Aim: Copy out all of the items below word for word, omitting the picture.

Data records:
============================================================

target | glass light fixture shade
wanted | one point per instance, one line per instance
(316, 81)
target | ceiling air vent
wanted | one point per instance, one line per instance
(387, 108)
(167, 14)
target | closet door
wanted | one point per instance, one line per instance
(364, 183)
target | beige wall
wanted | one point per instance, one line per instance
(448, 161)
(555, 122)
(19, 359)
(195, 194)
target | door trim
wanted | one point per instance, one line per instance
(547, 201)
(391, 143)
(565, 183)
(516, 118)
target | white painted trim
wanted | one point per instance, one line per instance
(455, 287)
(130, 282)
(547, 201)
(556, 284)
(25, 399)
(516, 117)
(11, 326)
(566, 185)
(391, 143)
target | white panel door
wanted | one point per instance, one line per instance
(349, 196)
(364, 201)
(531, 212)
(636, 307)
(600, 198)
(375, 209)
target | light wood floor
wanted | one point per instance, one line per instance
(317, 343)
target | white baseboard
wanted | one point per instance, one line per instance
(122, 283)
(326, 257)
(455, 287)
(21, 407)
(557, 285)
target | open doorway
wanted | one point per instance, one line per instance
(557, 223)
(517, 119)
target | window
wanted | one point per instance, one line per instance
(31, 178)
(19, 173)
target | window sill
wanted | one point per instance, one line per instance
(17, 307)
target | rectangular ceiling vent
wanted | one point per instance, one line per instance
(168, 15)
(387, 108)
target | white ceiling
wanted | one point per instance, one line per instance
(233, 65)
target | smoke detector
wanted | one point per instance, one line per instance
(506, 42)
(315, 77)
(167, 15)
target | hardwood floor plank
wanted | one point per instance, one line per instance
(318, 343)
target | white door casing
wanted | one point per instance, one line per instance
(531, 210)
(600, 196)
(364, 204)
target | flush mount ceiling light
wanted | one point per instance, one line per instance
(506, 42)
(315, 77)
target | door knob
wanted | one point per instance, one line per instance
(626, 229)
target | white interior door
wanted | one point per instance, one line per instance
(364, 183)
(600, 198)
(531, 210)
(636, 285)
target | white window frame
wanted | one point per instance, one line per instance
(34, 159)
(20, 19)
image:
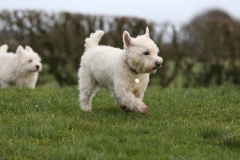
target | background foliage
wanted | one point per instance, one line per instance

============================================================

Problem solution:
target | glass light fixture shade
wanted | one point per instance, one line per instance
(316, 81)
target | ceiling air vent
wanted | one point per instance, one line per instance
(387, 108)
(167, 14)
target | closet door
wanted | one point per instance, one line per instance
(364, 183)
target | beige wall
wanted | one point per instance, one line per instance
(448, 161)
(555, 122)
(19, 359)
(195, 194)
target | door trim
wanted | one point per instance, one line per instance
(547, 201)
(391, 143)
(565, 183)
(516, 118)
target | white painted trim
wanted | one point per instance, one line per instance
(455, 287)
(130, 282)
(547, 201)
(556, 284)
(25, 399)
(516, 117)
(11, 326)
(566, 185)
(391, 143)
target | white panel door
wanted | one point per instance, one line per instance
(349, 196)
(364, 201)
(531, 212)
(636, 307)
(600, 198)
(375, 209)
target | light wood floor
wanted | one point per instance, one line per instance
(317, 343)
target | white baseboard
wanted | one point per instance, one line per instance
(122, 283)
(326, 257)
(455, 287)
(21, 407)
(557, 285)
target | open doorway
wanted | one point per instance, one line per instance
(557, 223)
(517, 119)
target | window
wanted | one point per instance, one line per instance
(31, 178)
(19, 173)
target | window sill
wanted | one point per instance, one line per instance
(17, 307)
target | rectangular ceiling vent
wanted | one point per instance, one line per instance
(168, 15)
(387, 108)
target | white ceiling
wanted | one point per instance, one line per instance
(233, 65)
target | smoke detector
wanted | one point per instance, one line per instance
(506, 42)
(315, 77)
(167, 15)
target | hardwood floor plank
wanted | one point per instance, one line per instance
(318, 343)
target | white door casing
wanted | one point per instance, one line per instance
(531, 210)
(600, 196)
(364, 204)
target | flush mount ceiling light
wanted | one point per instance, one line per instance
(506, 42)
(315, 77)
target | door knob
wanted | one point per instance, one line per instance
(626, 229)
target | white interior door
wanted | one point per instance, one line per instance
(364, 183)
(600, 198)
(531, 210)
(636, 285)
target | white window frame
wanted | one point per instance, one line per instance
(34, 159)
(20, 19)
image:
target | background foliage
wanted | one point per instance, one line per instance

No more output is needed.